* [WHAT IS NEEDED]: Somewhere below are a line with "negative clicks: (792, 643)" and a later line with "negative clicks: (997, 202)". Output exactly those lines and all lines between them.

====================

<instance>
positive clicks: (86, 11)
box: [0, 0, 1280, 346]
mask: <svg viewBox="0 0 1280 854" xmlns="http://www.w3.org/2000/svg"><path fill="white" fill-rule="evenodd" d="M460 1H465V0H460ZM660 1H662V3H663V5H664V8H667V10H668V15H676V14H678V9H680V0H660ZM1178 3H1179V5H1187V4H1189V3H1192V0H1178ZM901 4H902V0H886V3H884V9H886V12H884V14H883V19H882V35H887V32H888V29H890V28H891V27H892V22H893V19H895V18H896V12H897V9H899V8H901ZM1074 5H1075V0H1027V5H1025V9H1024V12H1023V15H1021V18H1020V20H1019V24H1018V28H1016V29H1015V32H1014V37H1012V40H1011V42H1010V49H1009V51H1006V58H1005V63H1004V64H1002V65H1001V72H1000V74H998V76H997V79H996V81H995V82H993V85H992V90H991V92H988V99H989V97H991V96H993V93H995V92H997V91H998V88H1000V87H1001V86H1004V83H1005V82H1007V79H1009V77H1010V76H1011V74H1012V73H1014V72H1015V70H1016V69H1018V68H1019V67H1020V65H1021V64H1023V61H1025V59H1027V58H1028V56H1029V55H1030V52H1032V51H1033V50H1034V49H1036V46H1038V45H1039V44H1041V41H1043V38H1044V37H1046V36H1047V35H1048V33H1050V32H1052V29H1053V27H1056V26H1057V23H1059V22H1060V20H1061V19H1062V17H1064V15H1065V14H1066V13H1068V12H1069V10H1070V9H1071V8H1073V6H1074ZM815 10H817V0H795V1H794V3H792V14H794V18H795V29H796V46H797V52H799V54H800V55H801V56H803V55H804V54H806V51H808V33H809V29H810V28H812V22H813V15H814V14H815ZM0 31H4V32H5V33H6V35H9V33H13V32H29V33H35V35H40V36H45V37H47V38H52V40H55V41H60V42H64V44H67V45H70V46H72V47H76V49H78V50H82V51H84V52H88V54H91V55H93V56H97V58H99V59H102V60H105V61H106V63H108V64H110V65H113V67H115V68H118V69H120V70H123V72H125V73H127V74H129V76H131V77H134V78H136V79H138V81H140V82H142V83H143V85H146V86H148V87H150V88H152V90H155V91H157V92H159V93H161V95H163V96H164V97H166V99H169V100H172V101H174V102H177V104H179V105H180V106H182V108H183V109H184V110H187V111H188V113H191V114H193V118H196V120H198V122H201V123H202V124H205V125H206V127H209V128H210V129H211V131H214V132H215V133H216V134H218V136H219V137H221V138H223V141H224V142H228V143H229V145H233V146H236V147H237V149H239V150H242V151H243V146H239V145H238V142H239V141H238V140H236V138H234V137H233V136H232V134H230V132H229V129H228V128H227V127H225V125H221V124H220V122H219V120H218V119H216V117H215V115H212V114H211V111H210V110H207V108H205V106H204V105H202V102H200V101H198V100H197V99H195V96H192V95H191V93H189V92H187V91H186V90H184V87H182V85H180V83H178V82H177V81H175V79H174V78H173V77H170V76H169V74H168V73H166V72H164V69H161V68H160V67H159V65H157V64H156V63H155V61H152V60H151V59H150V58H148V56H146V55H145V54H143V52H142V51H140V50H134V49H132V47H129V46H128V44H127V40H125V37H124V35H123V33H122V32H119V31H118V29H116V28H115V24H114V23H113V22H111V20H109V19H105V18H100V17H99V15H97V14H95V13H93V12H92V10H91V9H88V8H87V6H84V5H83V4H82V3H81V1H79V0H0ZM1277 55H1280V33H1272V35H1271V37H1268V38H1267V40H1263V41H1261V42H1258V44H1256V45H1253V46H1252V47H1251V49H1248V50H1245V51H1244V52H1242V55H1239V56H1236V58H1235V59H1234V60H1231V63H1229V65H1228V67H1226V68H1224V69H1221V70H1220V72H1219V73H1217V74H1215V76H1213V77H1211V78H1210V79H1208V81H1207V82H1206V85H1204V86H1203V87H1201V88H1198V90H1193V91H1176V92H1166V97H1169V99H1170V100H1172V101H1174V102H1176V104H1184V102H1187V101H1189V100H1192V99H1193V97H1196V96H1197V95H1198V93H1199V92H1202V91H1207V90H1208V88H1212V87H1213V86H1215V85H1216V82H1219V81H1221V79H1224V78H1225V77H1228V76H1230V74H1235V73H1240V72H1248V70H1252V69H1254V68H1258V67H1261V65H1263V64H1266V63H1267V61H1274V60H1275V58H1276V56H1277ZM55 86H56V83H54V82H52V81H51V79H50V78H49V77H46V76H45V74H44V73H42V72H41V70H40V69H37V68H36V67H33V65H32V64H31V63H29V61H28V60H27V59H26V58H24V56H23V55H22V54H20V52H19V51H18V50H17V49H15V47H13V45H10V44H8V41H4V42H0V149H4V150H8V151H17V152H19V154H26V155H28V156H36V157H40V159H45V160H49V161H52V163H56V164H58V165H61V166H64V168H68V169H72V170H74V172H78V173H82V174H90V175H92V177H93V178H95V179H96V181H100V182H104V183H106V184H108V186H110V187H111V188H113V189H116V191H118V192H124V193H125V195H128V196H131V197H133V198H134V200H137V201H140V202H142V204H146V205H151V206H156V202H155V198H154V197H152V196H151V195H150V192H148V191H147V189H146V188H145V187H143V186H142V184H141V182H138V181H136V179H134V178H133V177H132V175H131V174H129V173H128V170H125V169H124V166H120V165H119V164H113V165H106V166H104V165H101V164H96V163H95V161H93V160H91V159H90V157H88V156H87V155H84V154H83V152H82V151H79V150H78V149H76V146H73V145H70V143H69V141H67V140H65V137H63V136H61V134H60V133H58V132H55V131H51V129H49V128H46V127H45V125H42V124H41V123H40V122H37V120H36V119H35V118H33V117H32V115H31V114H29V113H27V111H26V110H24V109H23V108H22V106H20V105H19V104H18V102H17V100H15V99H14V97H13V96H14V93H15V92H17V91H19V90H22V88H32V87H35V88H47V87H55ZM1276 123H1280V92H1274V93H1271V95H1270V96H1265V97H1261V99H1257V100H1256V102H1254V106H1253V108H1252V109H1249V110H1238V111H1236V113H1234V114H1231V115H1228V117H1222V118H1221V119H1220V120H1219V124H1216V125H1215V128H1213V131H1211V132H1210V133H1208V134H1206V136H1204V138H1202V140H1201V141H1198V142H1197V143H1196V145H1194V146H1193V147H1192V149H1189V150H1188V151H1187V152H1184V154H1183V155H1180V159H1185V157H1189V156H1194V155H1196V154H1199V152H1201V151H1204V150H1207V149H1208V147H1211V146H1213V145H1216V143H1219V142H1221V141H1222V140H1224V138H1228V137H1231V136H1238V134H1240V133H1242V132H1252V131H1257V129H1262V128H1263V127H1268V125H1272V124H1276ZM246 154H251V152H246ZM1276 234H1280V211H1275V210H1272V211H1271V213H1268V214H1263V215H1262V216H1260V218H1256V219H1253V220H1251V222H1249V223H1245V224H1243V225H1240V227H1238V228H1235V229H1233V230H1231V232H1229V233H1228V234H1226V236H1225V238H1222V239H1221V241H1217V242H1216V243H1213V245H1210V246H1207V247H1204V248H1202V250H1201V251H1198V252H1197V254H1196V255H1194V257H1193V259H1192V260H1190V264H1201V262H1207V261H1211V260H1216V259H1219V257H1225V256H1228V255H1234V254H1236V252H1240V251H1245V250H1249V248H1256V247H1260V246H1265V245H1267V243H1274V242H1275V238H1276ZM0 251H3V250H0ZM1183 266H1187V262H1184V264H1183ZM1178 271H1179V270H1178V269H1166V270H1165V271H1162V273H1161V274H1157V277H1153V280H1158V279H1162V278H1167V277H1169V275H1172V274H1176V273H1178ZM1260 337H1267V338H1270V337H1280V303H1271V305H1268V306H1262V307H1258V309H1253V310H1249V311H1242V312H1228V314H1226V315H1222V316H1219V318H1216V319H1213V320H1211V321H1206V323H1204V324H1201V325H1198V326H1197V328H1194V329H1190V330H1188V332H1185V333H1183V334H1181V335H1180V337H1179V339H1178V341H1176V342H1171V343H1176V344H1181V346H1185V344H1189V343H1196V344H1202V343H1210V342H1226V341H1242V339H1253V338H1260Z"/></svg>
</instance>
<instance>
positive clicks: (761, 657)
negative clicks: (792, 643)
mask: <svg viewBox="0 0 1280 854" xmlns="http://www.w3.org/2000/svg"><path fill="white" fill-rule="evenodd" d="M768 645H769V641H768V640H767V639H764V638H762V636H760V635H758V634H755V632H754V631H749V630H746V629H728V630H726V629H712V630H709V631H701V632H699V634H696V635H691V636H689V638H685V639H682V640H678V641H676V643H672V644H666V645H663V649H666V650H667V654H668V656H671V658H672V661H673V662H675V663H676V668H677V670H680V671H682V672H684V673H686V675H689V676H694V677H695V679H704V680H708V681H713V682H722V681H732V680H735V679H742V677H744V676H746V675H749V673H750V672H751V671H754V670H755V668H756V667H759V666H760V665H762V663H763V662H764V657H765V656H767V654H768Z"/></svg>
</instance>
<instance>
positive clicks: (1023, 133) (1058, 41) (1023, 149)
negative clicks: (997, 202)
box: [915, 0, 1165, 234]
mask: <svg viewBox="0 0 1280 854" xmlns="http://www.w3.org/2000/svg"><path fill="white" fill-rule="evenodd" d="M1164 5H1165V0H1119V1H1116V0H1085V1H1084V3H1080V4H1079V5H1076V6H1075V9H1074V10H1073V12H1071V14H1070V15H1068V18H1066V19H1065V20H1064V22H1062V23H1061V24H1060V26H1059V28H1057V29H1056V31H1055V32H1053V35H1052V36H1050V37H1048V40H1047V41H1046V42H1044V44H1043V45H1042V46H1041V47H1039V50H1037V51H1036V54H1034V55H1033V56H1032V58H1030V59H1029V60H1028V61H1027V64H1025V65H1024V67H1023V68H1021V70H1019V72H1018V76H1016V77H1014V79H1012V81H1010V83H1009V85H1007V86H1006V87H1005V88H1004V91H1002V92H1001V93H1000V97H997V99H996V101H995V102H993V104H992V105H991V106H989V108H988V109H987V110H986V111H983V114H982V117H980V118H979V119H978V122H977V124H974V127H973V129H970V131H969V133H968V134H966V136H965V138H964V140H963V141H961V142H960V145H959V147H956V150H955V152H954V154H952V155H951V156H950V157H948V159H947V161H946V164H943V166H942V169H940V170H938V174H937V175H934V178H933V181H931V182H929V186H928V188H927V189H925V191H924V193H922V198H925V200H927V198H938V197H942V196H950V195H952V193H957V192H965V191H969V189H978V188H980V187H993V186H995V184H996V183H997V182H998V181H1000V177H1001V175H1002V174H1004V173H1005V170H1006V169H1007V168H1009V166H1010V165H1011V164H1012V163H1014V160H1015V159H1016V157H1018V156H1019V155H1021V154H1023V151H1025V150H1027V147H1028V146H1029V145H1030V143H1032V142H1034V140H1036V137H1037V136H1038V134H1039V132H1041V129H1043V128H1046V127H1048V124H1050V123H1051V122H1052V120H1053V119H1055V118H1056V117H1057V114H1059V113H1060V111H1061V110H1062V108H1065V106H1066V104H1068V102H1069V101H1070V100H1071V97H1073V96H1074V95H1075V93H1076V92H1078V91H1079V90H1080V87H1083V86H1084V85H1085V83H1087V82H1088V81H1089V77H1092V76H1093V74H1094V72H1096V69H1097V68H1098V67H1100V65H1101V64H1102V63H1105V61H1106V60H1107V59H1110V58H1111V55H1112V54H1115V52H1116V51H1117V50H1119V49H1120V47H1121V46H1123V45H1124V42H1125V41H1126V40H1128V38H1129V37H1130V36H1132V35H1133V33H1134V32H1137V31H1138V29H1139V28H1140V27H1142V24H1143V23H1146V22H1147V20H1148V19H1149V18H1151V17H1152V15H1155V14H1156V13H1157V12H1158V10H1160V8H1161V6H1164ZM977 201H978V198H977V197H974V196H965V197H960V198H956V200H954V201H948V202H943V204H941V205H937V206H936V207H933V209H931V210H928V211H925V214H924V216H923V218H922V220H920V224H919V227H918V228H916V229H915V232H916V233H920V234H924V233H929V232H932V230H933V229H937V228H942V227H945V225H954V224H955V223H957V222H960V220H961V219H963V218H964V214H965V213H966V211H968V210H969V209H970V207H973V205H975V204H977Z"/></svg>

====================

* [TASK SOLUTION]:
negative clicks: (792, 643)
mask: <svg viewBox="0 0 1280 854" xmlns="http://www.w3.org/2000/svg"><path fill="white" fill-rule="evenodd" d="M768 645H769V641H768V640H767V639H764V638H762V636H760V635H758V634H755V632H754V631H749V630H746V629H728V630H726V629H712V630H709V631H701V632H699V634H696V635H691V636H689V638H685V639H682V640H678V641H676V643H672V644H666V645H663V649H666V650H667V654H668V656H671V658H672V661H673V662H675V663H676V668H677V670H680V671H682V672H684V673H686V675H689V676H694V677H695V679H704V680H708V681H713V682H722V681H732V680H735V679H742V677H744V676H746V675H749V673H750V672H751V671H754V670H755V668H756V667H759V666H760V665H762V663H763V662H764V657H765V656H767V654H768Z"/></svg>
</instance>
<instance>
positive clicks: (1023, 133) (1058, 41) (1023, 149)
negative clicks: (997, 202)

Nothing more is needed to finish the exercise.